# Start of DATA SHOWN

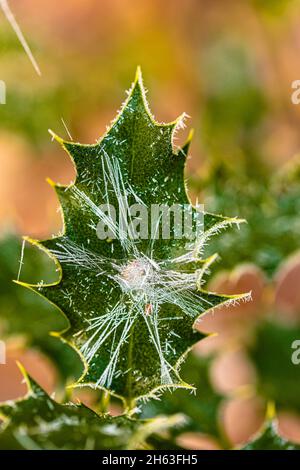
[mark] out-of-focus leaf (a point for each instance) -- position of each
(278, 377)
(269, 439)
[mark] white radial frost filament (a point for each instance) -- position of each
(143, 283)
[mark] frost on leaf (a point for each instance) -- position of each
(38, 422)
(131, 303)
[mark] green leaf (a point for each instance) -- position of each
(24, 313)
(131, 304)
(278, 378)
(38, 422)
(201, 408)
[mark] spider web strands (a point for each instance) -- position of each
(186, 299)
(13, 23)
(71, 253)
(104, 326)
(112, 173)
(107, 376)
(106, 219)
(152, 325)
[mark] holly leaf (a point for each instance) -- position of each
(131, 302)
(201, 408)
(24, 313)
(38, 422)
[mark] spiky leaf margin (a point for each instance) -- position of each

# End of DATA SHOWN

== WORK INSTRUCTIONS ==
Change "position of each" to "location of each" throughout the listing above, keeping every other line unchanged, and leave the pictures out of your answer.

== EXERCISE OUTPUT ==
[mark] out-of-focus leaf (a point for each instance) -- location of each
(278, 377)
(269, 439)
[mark] white radial frost filament (a point for each instance) -- location of each
(143, 283)
[mark] frost on leaf (a point for each instance) -- location of each
(38, 422)
(131, 303)
[mark] green leaf (a point for each instance) -- location of each
(24, 313)
(131, 304)
(278, 378)
(38, 422)
(201, 408)
[mark] spider web strands (a point for each instance) -- location of each
(186, 299)
(13, 23)
(71, 253)
(104, 326)
(112, 173)
(107, 376)
(106, 219)
(152, 325)
[mark] holly leaf (a point for each instance) -- location of each
(131, 302)
(201, 408)
(24, 313)
(38, 422)
[mark] spiky leaf margin (a point for each instance) -- location of each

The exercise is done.